EXTRACT START
Lanier was inactive for the first six games of 2017. In Week 11 against the New Orleans Saints, he recorded first career sack on Drew Brees. He would have a breakout performance in Week 15 against the Arizona Cardinals recording two sacks, three pass deflections, and a forced fumble. On September 3, 2018, the Redskins waived/injured Lanier. He went unclaimed in the waiver stage, and reverted to the team's injured reserve list before being waived with an injury settlement on September 8.

===Los Angeles Chargers===
On November 7, 2018, Lanier was signed to the Los Angeles Chargers' practice squad. He was promoted to the active roster on December 20.

On August 31, 2019, Lanier was waived by the Chargers; he was re-signed to the team's practice squad the next day. His practice squad contract with the team expired on January 6, 2020.

===Kansas City Chiefs===
On January 8, 2020, Lanier signed a reserve/future contract with the Kansas City Chiefs. He was waived by the Chiefs on April 28.
EXTRACT END
DATA FOR ANALYSIS START
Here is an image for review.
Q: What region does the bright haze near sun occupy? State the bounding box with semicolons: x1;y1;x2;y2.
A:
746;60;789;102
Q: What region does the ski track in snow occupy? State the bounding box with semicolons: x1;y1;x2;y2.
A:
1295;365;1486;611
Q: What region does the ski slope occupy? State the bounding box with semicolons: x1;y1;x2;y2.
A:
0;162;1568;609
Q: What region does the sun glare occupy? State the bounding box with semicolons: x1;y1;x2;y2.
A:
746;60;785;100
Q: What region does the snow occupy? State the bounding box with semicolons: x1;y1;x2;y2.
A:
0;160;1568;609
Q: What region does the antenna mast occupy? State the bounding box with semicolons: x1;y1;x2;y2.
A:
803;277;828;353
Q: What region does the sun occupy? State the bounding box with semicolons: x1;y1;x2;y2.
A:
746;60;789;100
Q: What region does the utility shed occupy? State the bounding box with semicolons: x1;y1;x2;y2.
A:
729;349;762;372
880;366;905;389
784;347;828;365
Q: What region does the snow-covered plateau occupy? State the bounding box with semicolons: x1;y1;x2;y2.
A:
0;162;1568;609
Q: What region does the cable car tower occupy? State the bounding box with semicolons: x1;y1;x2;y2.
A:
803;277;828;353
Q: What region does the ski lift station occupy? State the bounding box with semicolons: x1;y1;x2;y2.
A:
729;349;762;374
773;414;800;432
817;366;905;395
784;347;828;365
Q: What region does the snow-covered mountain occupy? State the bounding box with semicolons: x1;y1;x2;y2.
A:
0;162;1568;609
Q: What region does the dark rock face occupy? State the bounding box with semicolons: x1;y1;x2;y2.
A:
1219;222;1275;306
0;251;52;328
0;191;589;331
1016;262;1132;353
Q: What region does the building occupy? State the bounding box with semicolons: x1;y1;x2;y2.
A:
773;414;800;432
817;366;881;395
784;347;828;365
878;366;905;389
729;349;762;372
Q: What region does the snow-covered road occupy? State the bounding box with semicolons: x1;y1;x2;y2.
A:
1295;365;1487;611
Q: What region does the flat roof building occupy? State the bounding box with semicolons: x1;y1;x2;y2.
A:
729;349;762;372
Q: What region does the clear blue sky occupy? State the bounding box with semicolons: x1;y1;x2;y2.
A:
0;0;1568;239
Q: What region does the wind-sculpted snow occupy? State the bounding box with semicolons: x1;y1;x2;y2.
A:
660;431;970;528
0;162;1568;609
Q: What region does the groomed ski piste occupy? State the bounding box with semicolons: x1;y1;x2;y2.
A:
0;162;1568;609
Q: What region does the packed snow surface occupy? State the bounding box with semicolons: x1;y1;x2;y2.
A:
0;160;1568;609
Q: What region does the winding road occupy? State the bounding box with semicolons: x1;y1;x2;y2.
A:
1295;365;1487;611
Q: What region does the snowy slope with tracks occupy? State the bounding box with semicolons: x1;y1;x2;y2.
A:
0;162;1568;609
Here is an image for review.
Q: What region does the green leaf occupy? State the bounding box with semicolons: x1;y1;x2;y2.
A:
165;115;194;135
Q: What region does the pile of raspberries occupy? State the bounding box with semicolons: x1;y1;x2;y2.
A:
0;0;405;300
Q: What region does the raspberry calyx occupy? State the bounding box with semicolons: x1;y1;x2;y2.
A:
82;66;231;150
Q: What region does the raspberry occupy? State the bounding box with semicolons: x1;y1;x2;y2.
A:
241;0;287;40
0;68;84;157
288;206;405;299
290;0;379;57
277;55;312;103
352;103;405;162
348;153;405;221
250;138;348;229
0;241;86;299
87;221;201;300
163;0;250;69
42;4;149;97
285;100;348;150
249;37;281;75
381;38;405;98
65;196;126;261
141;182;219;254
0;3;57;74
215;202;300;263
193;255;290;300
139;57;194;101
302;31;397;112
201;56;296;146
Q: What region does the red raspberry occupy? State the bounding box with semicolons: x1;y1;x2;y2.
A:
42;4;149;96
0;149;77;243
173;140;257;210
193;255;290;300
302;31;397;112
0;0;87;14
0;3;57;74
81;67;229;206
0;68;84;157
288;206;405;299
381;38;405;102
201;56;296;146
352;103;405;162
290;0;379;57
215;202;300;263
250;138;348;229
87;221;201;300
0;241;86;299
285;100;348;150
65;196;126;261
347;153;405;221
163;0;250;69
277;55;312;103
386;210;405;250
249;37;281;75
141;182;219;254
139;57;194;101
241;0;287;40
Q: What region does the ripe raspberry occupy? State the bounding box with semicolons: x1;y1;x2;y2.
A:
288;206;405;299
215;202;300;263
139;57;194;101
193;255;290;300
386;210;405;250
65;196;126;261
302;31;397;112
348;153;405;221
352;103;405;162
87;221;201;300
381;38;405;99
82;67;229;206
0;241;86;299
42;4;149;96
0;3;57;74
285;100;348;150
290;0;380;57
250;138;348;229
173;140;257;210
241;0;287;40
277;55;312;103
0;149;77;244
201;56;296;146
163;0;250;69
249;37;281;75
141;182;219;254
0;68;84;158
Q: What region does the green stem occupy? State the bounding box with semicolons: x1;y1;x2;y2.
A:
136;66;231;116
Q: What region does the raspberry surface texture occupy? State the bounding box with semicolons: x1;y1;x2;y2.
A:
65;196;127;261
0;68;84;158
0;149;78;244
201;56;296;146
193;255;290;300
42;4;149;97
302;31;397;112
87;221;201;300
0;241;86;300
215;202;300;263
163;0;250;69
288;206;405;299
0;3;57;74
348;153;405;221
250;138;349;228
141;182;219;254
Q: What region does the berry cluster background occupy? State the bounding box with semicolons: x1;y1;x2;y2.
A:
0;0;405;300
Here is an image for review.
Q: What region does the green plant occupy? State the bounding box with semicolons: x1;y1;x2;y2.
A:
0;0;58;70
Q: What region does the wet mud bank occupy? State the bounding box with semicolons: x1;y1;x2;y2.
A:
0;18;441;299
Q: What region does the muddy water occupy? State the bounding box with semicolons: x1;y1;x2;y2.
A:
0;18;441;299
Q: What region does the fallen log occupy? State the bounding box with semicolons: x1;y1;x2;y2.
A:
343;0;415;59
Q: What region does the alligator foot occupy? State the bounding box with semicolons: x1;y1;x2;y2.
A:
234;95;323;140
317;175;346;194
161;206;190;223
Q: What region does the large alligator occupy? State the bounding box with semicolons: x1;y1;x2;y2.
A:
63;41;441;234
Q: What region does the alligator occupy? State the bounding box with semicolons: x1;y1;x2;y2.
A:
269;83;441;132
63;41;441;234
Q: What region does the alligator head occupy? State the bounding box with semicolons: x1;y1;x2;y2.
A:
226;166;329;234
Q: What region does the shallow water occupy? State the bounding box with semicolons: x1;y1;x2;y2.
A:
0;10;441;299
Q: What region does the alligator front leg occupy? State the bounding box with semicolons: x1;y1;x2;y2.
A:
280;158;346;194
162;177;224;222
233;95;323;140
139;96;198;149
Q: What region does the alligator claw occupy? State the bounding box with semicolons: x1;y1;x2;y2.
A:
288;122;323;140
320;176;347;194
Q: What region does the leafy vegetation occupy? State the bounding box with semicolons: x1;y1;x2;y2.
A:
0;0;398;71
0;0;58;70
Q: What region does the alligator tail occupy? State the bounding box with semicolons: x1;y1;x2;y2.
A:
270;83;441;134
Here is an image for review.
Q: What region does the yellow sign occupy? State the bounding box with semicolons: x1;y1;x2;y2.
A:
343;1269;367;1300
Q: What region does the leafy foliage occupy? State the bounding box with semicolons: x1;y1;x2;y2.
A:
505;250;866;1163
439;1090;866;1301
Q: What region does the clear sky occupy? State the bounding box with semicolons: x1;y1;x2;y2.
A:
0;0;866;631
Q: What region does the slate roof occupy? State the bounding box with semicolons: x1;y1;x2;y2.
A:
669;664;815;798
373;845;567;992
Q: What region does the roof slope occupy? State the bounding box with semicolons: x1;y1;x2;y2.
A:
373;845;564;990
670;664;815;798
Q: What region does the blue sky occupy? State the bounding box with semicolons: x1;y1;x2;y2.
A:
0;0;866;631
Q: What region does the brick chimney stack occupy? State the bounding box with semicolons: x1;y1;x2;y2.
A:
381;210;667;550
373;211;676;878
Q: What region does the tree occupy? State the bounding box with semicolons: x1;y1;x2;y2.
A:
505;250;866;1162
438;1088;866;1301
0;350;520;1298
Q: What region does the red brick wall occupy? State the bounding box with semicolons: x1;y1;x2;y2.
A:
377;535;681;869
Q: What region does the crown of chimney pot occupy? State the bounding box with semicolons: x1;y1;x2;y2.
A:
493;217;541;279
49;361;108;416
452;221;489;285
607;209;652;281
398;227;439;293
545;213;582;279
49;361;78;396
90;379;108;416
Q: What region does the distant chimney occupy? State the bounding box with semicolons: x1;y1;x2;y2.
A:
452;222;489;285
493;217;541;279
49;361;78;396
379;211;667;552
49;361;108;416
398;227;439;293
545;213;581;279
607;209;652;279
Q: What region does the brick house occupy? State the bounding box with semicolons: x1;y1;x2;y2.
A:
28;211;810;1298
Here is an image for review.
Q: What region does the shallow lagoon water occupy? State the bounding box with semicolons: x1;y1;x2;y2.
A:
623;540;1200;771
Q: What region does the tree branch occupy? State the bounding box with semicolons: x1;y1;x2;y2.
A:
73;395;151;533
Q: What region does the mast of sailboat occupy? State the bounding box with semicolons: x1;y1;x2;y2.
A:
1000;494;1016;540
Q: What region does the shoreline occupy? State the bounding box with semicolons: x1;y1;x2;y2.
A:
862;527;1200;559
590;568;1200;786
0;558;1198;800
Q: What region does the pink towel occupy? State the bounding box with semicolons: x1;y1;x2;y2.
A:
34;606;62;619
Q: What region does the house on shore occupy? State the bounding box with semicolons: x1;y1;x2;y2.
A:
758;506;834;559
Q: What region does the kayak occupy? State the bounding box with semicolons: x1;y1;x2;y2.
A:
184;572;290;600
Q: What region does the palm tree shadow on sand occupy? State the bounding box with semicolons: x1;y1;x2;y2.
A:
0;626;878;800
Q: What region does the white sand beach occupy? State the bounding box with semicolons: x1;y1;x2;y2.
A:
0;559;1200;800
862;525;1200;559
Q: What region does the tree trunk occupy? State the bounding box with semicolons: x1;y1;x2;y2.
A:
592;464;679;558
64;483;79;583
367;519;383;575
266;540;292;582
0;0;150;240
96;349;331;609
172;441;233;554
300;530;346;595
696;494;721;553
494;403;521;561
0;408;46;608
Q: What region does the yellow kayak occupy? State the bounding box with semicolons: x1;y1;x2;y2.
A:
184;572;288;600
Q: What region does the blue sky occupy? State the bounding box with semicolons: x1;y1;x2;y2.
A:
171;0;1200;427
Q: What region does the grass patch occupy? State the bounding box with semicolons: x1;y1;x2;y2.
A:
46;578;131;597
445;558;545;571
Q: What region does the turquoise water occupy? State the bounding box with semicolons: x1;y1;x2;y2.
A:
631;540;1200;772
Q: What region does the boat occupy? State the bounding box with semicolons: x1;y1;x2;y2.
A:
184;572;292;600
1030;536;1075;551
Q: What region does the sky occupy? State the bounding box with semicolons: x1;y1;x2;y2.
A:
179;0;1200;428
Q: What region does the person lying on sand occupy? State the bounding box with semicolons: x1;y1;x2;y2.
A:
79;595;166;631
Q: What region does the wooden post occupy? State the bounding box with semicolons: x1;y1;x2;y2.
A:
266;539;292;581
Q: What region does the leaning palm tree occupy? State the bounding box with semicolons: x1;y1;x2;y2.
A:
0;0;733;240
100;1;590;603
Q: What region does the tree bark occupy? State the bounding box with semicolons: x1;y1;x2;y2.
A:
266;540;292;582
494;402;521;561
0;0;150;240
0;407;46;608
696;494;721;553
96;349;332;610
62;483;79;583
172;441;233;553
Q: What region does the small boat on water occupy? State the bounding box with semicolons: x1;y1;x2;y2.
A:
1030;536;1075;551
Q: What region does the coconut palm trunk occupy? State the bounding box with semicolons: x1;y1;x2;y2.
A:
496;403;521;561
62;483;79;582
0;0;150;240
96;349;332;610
DATA FOR ANALYSIS END
:: REQUIRED ACTION A ::
List every football team named in the passage on Lanier's career.
:: REQUIRED ACTION B ::
Please turn the paragraph beginning "Lanier was inactive for the first six games" in the passage on Lanier's career into a bulleted list that keeps its main facts.
:: REQUIRED ACTION C ::
Extend the passage on Lanier's career, picking up after its final sentence.

:: ANSWER A ::
- New Orleans Saints
- Arizona Cardinals
- Redskins
- Los Angeles Chargers
- Kansas City Chiefs

:: ANSWER B ::
- Inactive for the first six games of 2017.
- Week 11 against the New Orleans Saints: first career sack, on Drew Brees.
- Week 15 against the Arizona Cardinals: breakout game with two sacks, three pass deflections and a forced fumble.
- September 3, 2018: waived/injured by the Redskins.
- Went unclaimed on waivers, reverted to injured reserve, then was waived with an injury settlement on September 8.

:: ANSWER C ::
Lanier had a tryout with the Detroit Lions on August 19, 2020.

=== New Orleans Saints ===
Lanier was signed by the New Orleans Saints on August 29, 2020. He was placed on injured reserve on September 5, and waived with an injury settlement on September 11.

===Saskatchewan Roughriders===
Lanier signed with the Saskatchewan Roughriders of the CFL on March 2, 2021.

=== Toronto Argonauts ===
On February 12, 2025, it was announced that Lanier had signed a contract with the Toronto Argonauts. He spent one year with Toronto and became a free agent upon the expiry of his contract on February 10, 2026.